Start of DATA FOR ANALYSIS

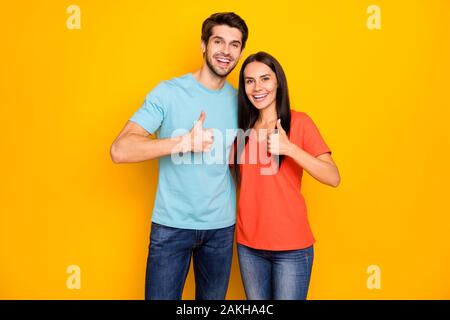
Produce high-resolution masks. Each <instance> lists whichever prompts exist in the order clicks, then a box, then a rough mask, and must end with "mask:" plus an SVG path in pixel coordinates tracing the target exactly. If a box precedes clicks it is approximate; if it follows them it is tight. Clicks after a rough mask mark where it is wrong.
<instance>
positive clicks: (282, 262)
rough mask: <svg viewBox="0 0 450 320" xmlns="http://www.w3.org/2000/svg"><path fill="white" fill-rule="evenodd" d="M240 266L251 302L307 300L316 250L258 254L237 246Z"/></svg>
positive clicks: (289, 250) (249, 299)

End of DATA FOR ANALYSIS

*TASK BRIEF*: Only the lines from the one containing "rough mask: <svg" through the end of the material should be reproduced, exactly, with both ends included.

*RESULT BELOW*:
rough mask: <svg viewBox="0 0 450 320" xmlns="http://www.w3.org/2000/svg"><path fill="white" fill-rule="evenodd" d="M240 266L251 302L307 300L316 250L258 254L237 246Z"/></svg>
positive clicks: (289, 250) (249, 299)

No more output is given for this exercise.